Problem 1
Please write out, word for word, the stretch of the recipe for eggs poached in tomato sauce from "Poaching eggs in water" through "must remain visible.".

Extracted text
════════════════════

Eggs Poached in Tomato Sauce

Poaching eggs in water requires a bit of technique or a nice tool. Poaching eggs in tomato sauce is slightly different: you want to keep the white close to the yolk, but it should not envelope it: the yolk must remain visible.

The combination of tomato sauce and egg seems to be a bit odd, but the rich, runny egg in combination with the slightly acidic, aromatic tomato sauce is really nice. Great suggestion for lunch or a hearty breakfast. Feel free to create your own version of this dish, for instance by adding some parsley or cheese. Serve with crusted bread.

In most cases the result is shown in a pan. For good reasons: it does not look very attractive when served on a plate. The fun is definitely in the flavours and aromas.

════════════════════

Data section
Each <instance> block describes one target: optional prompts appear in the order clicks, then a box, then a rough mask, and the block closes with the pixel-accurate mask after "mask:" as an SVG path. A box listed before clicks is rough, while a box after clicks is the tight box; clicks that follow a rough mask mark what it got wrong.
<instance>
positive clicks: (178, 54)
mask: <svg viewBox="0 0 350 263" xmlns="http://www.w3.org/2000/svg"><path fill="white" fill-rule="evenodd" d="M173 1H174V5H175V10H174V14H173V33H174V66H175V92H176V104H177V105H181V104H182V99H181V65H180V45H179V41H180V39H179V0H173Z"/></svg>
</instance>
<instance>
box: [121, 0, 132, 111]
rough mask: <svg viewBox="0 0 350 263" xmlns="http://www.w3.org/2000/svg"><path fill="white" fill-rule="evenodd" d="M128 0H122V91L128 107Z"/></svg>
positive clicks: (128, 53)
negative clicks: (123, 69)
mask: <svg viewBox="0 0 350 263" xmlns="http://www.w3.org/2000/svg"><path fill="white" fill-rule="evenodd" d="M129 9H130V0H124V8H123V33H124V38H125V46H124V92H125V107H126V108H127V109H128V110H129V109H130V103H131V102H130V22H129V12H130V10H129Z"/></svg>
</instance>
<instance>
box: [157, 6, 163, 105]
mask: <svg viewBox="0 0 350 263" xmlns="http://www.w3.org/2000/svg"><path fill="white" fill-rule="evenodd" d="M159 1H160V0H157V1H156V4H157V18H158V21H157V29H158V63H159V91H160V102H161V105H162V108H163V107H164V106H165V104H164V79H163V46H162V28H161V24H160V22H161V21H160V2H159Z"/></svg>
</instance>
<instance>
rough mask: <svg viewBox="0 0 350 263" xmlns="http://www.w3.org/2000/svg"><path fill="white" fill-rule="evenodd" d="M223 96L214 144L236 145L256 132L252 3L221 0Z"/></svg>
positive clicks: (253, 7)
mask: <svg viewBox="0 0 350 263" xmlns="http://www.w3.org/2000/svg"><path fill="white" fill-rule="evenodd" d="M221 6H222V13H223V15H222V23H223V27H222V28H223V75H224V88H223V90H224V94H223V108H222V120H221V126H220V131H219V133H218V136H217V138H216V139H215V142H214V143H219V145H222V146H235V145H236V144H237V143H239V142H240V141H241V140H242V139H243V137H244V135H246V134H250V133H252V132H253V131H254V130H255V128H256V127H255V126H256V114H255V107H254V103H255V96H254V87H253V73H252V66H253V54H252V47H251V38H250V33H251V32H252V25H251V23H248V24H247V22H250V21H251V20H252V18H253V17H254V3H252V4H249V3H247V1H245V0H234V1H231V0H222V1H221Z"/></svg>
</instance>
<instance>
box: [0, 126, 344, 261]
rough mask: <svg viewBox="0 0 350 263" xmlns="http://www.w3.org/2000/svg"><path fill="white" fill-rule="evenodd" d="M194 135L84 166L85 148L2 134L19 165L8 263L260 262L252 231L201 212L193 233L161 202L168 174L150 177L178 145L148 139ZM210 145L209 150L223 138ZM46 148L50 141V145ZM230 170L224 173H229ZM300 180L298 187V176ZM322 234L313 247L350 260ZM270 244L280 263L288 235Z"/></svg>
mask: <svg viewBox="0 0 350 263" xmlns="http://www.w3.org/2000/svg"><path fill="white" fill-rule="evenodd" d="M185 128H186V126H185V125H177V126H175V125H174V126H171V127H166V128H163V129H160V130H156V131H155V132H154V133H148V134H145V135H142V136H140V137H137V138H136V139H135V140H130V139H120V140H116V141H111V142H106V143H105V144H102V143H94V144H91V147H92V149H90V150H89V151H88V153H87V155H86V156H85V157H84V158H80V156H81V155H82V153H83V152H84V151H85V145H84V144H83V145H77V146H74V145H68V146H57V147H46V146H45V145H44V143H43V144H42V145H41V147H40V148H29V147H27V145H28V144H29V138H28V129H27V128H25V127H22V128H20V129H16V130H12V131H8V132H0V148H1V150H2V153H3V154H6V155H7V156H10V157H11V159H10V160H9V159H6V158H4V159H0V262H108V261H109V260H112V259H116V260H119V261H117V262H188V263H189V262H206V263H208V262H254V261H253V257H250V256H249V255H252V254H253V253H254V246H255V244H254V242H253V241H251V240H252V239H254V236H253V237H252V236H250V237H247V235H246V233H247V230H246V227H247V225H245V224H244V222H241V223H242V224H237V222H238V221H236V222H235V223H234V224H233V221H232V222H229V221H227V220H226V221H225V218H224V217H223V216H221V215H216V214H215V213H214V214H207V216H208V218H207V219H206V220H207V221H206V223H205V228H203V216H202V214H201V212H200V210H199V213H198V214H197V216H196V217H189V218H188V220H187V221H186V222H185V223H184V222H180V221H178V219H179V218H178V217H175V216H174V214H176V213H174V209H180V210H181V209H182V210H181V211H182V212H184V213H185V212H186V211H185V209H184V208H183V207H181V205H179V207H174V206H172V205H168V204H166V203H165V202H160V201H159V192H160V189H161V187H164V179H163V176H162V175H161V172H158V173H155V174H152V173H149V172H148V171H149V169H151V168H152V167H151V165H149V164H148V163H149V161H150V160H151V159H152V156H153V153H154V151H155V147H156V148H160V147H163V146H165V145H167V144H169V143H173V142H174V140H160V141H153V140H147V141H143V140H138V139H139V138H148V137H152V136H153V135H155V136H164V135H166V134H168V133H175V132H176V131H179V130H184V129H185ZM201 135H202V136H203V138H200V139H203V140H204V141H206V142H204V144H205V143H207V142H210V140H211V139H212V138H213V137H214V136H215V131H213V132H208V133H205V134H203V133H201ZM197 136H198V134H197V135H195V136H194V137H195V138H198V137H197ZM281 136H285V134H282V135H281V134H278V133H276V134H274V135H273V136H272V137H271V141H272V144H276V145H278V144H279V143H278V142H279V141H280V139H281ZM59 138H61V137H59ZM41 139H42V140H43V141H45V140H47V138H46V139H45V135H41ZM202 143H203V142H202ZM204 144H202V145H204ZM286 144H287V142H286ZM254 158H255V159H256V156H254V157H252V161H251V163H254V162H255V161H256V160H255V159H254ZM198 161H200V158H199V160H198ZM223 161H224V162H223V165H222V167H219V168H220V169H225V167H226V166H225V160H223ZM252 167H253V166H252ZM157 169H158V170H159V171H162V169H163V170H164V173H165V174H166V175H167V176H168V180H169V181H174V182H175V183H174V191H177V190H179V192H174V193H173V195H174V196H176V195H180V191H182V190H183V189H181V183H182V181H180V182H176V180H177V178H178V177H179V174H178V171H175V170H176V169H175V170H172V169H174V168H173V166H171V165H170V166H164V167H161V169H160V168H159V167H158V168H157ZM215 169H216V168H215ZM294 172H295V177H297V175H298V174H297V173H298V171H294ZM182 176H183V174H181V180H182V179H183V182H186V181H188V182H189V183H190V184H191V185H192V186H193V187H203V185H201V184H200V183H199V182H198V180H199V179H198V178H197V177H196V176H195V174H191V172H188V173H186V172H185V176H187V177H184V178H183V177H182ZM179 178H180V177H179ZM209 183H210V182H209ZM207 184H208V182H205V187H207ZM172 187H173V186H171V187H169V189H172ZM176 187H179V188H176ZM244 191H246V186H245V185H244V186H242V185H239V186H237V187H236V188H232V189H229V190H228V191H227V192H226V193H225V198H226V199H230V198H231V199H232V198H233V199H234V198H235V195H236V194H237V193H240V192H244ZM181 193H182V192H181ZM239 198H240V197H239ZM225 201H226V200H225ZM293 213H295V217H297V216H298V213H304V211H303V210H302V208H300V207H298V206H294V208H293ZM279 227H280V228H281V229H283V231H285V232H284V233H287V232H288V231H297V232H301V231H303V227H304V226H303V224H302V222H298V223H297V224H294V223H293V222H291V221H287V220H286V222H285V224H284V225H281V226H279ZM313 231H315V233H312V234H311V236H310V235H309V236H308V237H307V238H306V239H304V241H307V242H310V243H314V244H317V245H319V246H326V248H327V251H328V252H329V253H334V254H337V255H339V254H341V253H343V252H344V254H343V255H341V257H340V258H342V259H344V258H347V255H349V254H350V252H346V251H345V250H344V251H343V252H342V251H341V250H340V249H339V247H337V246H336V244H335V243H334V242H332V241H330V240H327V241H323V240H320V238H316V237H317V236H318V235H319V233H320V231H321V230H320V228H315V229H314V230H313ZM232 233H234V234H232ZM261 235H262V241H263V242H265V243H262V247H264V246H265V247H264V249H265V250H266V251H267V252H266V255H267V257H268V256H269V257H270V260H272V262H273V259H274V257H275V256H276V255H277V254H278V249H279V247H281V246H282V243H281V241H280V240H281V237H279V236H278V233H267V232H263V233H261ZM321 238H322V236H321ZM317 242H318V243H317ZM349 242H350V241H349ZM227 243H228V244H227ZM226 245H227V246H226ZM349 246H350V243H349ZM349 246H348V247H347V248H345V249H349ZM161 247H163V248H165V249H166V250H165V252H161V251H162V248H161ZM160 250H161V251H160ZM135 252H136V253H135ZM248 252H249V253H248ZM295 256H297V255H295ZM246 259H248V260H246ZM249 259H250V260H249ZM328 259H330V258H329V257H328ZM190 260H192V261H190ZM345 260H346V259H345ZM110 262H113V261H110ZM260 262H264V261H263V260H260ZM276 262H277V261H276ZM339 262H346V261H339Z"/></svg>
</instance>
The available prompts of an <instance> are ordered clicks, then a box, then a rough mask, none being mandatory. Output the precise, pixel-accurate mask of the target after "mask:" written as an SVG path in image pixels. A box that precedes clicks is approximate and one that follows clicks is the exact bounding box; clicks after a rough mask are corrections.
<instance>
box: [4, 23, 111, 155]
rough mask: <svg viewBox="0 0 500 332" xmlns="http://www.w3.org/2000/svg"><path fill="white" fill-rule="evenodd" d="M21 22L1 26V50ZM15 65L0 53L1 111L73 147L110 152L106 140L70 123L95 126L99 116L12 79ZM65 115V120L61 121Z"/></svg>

════════════════════

Problem 2
How many lines of the records contain the string "that"? Reply with the number alone.

Task response 1
Poaching eggs in water requires a bit of technique or a nice tool. Poaching eggs in tomato sauce is slightly different: you want to keep the white close to the yolk, but it should not envelope it: the yolk must remain visible.

Task response 2
2